■ **Requirement 1**: According to the passage on gender equality in business, what share of post-secondary and post-graduate students have women made up for many years?
■ **Requirement 2**: State whether each statement agrees with the passage on gender equality in business, answering yes or no and quoting the words of the passage that decide it: (a) In North America, women remain under-represented in power and policy positions in business. (b) Most pregnant women must stop working well before their due dates. (c) Women earn less than men even when doing equal work.
■ **Requirement 3**: Write a continuation of the passage on gender equality in business, picking up after its final sentence.

■ **Text for analysis**:
========================================================================

On human rights and equality, North America leaves many countries in the dark ages in comparison, and still females in power and policy positions in business here remain outrageously under-represented, with little progress for years now.

And it’s not for lack of excellent, equally qualified and interested female candidates. We are half of the population after all, and women have been making up half of post-secondary and post-graduate students for many years now.  The divergence happens in career opportunity, income and experience thereafter.

Yes women are, so far at least, the only sex who can birth children; but barring illness or complication, most work ably right up to their due dates.  Child-rearing duties can definitely be a career challenging area–especially for women.  Yet how they are managed often has much to do with the willingness of fathers to share equally in day to day parenting duties of their kids as well.

Many dads today are, or would like to be, equally involved in raising their children where financial responsibilities, career norms and peer tolerance permits it.  Too often still, disproportionate child rearing duties default to moms less by equal choices between parents, but because women are systemically earning less than men–even for equal work–and are offered less opportunity to advance, so family financial prospects fall disproportionately on fathers.  This makes less choice for both sexes and leads to a society where duties are decided more by biology than individual merit, talent and ability.  In this, we all lose.

========================================================================

■ **Extracted data**:

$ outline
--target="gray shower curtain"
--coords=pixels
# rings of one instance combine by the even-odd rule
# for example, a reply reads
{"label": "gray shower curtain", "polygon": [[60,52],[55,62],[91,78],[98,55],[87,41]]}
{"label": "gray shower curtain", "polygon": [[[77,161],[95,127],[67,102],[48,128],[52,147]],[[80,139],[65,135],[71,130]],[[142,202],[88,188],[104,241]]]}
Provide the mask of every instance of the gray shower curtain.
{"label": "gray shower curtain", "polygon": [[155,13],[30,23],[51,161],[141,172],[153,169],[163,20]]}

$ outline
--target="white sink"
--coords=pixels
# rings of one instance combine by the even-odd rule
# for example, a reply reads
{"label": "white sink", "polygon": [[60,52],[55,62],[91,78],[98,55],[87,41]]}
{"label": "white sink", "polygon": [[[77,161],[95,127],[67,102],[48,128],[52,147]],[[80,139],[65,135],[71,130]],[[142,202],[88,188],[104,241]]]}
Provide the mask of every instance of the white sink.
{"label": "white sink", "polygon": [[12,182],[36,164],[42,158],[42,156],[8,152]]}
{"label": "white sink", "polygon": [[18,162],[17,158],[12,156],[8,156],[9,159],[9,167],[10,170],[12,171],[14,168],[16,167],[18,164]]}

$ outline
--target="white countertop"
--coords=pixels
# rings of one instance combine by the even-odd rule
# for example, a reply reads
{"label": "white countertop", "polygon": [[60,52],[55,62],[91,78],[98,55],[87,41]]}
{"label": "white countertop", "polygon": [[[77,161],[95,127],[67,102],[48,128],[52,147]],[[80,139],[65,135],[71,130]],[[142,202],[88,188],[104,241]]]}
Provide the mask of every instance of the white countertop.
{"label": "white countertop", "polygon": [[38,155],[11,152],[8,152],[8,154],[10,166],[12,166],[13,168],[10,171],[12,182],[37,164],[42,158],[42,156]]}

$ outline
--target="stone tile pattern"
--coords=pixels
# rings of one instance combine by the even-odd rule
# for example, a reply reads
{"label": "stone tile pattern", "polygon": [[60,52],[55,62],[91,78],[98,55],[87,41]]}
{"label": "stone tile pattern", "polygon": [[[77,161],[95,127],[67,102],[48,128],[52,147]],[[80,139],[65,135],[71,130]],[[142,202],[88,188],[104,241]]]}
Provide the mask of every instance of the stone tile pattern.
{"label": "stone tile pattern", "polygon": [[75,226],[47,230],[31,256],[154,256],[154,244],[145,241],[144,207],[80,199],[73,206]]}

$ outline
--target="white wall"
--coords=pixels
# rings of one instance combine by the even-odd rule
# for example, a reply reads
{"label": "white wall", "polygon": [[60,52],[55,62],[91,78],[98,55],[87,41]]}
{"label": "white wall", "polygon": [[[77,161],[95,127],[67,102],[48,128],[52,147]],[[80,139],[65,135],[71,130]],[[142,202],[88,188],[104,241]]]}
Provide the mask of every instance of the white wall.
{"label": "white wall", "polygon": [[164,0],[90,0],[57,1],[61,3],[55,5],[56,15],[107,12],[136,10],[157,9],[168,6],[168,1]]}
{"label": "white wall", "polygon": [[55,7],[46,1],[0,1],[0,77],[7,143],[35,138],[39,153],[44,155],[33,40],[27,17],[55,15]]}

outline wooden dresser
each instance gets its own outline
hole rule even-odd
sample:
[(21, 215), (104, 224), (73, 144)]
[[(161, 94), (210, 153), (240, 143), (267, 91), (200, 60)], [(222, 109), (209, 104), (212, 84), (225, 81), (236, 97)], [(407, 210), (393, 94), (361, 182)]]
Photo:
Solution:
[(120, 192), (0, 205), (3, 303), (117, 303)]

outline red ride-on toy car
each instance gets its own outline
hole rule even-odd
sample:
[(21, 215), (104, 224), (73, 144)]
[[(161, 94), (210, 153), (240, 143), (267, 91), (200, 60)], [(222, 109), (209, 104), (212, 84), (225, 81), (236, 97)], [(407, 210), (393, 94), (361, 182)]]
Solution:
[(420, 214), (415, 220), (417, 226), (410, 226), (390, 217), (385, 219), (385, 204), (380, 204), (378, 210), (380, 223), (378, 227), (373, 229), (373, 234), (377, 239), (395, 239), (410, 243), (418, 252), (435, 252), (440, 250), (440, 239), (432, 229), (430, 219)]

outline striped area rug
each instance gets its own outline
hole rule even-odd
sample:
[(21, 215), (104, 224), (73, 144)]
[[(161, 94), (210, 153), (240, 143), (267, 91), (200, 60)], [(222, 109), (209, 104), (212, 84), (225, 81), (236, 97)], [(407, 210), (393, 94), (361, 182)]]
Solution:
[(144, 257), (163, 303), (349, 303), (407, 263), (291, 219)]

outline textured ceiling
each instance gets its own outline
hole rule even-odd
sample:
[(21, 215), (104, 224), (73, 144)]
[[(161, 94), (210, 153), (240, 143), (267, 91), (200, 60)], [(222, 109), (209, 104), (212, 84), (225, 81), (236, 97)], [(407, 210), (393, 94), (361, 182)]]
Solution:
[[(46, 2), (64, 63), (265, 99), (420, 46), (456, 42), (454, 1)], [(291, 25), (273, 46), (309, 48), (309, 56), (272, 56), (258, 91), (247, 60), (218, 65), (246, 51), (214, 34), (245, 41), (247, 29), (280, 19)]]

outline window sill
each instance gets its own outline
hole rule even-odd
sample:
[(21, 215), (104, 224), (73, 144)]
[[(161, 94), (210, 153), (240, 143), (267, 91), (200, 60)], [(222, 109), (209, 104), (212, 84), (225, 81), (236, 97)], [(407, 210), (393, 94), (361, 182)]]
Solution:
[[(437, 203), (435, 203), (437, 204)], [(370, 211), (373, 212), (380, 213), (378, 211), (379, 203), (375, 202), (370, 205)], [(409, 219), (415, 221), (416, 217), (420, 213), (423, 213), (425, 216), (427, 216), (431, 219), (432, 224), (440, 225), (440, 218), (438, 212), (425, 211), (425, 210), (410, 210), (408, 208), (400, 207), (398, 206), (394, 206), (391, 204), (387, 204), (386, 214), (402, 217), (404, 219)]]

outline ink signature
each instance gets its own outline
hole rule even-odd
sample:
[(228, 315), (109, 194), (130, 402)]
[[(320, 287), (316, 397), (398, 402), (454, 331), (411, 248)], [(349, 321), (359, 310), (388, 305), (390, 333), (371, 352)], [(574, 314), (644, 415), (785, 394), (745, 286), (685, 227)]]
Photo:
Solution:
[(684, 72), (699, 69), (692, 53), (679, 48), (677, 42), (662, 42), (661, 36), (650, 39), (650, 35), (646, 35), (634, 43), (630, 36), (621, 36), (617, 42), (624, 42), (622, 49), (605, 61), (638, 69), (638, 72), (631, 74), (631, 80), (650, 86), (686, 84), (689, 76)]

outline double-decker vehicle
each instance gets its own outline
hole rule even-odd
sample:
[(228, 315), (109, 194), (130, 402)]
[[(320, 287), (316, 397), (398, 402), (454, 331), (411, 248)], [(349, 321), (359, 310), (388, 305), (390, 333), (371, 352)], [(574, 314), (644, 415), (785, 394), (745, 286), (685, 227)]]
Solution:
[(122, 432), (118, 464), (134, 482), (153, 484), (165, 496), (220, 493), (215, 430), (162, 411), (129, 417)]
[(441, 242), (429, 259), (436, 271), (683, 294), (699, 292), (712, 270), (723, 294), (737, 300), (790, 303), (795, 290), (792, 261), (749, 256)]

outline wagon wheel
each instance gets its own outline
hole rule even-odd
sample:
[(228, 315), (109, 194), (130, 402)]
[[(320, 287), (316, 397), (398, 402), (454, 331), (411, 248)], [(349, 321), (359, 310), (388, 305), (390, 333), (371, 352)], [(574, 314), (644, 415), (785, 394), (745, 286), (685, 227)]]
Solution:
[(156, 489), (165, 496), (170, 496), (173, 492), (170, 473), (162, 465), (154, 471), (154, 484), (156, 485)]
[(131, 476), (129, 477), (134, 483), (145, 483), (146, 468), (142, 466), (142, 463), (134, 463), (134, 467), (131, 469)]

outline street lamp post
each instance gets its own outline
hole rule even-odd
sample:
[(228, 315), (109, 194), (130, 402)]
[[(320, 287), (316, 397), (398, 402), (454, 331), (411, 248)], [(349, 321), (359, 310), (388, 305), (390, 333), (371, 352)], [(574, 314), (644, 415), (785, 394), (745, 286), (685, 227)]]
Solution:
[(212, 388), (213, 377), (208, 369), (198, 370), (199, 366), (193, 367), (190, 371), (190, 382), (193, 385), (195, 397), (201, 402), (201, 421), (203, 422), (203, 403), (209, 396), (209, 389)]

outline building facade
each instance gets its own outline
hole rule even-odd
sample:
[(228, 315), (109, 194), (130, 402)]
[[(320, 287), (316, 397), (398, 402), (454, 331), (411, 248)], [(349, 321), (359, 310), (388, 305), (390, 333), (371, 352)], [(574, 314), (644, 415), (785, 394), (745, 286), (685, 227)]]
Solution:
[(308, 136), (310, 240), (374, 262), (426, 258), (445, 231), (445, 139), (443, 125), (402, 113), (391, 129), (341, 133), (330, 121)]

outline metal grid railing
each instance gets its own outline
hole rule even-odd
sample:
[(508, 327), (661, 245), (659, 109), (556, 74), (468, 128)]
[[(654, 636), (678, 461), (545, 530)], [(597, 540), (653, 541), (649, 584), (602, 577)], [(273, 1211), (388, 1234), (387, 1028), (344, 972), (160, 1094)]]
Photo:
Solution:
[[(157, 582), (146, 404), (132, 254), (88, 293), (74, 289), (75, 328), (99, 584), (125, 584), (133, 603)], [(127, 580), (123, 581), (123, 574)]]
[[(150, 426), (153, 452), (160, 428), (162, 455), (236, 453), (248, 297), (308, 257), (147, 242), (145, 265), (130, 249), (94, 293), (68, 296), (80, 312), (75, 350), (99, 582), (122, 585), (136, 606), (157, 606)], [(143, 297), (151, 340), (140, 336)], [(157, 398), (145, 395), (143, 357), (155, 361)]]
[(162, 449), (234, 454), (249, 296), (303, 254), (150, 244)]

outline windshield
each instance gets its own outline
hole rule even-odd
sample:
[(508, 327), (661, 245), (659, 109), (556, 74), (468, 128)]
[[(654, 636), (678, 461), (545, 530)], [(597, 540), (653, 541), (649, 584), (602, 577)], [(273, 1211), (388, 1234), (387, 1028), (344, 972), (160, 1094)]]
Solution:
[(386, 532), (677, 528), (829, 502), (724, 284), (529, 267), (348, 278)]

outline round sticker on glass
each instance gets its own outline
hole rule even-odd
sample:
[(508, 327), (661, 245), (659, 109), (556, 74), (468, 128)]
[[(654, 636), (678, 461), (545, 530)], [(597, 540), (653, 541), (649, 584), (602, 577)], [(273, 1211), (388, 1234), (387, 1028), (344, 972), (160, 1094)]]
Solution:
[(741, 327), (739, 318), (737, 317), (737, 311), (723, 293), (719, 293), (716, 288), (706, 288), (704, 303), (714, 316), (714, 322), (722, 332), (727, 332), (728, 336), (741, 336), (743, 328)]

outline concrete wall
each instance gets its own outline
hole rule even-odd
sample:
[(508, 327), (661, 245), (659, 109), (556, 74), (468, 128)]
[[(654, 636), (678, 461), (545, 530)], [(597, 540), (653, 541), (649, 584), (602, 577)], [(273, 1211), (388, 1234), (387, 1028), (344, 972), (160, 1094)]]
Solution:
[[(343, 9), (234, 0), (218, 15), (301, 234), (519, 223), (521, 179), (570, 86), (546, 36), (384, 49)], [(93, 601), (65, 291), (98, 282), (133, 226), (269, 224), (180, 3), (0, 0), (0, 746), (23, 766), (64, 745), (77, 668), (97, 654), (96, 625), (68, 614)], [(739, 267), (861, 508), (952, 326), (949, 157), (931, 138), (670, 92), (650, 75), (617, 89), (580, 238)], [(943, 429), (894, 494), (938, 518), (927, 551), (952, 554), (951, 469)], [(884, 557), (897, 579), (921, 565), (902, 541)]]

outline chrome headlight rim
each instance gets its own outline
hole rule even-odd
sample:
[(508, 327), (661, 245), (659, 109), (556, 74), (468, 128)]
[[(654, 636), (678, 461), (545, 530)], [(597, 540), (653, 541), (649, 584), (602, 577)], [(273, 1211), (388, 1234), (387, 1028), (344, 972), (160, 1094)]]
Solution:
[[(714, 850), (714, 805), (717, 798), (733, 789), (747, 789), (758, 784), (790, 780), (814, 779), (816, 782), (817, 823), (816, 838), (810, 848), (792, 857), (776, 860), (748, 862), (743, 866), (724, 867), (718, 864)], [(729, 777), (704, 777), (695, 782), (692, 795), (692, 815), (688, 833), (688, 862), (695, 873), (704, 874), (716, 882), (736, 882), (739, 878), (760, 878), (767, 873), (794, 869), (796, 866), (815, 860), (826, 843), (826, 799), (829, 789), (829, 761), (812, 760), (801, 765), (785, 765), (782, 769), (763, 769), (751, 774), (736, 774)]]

========================================================================

■ **Reply 1**: Half.

■ **Reply 2**:
(a) Yes: "females in power and policy positions in business here remain outrageously under-represented"
(b) No: "barring illness or complication, most work ably right up to their due dates"
(c) Yes: "women are systemically earning less than men–even for equal work"

■ **Reply 3**:
In business today, inequality is a self-fulfilling cultural issue, where intentionally or not, those in power seats tend to reach out to those with similar personal attributes and experience to their own. Since most are males who are not sharing equal parenting duties for their children, they tend to offer the best career opportunities to other males who are also not expecting to fulfill equal parenting duties for their children. This perpetuates the problem and tends to limit career paths, attitudes and work-life balance options for women–but also for men.

Those who think equality in the work place has been solved or is a non-issue, tend to be those who are either content with the current status quo, or who have not yet tried to step outside the established male/female roles and careers. It takes awareness, thinking and intentional effort from those both inside and outside of privileged classes in order for social evolution to succeed.  But the collective has much to gain on all fronts, when it does.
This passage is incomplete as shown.